* [Task goal]:
Pull out every line of the records that contains the string "roof", treating uppercase and lowercase letters as different.

==============================

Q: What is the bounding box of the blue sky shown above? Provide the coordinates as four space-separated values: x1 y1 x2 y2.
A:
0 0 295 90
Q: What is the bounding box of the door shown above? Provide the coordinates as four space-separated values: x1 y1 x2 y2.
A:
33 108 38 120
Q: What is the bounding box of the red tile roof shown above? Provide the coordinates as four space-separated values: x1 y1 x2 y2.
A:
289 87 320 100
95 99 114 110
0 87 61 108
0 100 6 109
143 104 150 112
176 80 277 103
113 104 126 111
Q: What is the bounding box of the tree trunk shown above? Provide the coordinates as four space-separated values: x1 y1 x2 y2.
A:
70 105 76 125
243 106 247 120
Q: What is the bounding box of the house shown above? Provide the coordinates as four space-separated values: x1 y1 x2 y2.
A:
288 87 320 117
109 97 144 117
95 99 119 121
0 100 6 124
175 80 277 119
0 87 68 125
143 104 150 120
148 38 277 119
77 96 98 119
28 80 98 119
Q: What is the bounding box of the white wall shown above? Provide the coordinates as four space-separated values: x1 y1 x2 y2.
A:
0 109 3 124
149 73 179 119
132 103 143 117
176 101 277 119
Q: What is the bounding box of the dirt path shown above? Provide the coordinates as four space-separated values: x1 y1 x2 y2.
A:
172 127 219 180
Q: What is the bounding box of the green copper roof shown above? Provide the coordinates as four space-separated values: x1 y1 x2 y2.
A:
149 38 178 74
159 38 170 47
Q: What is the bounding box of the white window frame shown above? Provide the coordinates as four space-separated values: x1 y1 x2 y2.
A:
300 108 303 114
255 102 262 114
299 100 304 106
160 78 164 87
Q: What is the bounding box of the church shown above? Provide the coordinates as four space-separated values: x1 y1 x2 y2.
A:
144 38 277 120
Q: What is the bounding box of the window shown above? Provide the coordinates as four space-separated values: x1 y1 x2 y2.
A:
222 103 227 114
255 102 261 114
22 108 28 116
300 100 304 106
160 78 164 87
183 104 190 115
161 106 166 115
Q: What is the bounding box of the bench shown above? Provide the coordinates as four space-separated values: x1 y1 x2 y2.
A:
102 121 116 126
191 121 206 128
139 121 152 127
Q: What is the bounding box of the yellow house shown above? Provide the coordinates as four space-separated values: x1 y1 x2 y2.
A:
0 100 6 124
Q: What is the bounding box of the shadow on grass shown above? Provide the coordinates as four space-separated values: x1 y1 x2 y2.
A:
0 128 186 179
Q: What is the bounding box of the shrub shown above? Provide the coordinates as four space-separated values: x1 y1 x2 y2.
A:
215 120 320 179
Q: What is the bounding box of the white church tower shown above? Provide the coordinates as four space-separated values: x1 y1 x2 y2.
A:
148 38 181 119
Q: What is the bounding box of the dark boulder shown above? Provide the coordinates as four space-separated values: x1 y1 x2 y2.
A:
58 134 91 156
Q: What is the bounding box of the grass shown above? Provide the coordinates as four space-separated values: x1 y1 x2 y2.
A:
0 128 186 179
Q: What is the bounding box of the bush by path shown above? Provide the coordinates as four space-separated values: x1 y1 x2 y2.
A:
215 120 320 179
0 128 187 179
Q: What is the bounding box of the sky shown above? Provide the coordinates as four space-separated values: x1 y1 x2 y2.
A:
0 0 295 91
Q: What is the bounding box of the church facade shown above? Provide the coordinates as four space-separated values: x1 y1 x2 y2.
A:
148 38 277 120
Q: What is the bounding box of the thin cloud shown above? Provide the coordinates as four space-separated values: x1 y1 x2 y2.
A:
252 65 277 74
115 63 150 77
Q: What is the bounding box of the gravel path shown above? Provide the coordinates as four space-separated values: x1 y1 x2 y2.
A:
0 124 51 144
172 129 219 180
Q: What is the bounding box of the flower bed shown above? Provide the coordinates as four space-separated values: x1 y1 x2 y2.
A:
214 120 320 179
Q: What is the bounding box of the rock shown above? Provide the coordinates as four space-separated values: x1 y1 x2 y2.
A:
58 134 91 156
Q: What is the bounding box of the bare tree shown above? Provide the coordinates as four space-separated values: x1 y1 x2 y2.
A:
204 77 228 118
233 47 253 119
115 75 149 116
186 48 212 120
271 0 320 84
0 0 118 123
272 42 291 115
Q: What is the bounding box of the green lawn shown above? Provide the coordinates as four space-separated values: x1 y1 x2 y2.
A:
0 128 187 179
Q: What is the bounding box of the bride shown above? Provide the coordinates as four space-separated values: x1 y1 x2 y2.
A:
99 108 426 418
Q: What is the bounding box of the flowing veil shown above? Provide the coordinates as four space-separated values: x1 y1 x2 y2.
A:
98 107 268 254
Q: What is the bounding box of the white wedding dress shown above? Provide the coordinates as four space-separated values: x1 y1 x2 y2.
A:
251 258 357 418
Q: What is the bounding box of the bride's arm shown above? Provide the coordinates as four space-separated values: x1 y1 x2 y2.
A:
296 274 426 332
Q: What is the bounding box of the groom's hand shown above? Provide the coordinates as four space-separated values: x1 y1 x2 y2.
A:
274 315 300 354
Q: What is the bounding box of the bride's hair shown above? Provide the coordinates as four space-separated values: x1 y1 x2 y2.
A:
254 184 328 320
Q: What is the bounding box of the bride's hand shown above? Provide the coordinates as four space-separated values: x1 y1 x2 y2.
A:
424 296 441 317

==============================

* [Written answer]:
Q: What is the bounding box of the red tile roof shown above? Provide the coordinates as four space-separated values: x1 y1 x2 y2.
Q: What is the bounding box of the green copper roof shown above? Provide the coordinates as four space-separated values: x1 y1 x2 y2.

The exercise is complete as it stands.